| Exercise |
Locate every line in the records below that holds the word "wooden" and return each one.

Saved entries:
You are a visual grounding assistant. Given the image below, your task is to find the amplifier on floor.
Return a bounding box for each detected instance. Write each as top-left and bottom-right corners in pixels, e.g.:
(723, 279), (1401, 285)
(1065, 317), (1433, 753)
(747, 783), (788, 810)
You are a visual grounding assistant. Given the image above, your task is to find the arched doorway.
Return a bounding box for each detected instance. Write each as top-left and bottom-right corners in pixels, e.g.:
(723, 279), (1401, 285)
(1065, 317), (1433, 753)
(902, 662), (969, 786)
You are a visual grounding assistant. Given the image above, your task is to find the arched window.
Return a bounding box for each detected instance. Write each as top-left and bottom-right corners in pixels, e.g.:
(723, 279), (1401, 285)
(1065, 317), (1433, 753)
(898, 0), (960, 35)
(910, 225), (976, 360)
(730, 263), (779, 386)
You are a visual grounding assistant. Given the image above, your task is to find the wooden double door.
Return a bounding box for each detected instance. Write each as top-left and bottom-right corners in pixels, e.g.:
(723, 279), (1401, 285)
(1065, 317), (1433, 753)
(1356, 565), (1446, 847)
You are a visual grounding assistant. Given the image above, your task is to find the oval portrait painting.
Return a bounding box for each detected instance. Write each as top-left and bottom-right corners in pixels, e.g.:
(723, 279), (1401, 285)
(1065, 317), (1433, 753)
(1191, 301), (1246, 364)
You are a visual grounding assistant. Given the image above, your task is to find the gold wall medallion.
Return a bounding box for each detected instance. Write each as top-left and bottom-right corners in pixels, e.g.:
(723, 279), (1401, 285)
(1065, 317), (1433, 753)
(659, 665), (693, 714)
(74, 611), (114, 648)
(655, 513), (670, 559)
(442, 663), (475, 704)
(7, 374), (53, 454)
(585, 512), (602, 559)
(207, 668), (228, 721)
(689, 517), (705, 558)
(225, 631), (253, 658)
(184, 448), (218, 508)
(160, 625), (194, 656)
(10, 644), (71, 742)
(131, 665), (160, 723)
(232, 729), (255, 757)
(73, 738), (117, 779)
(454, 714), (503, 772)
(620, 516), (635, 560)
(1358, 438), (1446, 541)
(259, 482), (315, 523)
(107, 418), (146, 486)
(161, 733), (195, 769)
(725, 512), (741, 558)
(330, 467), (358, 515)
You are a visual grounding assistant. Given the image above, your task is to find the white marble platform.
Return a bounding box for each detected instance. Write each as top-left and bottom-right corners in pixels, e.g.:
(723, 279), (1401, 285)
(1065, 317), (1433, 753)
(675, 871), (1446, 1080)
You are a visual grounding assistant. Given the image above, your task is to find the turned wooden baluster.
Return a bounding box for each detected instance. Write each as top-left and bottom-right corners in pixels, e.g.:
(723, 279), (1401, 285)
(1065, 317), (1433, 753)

| Expected answer |
You are a visual grounding assistant. Given the image above, your task is to find the wooden double door.
You are a visual grounding assistant. Given the image above, your task is to find the turned wooden baluster.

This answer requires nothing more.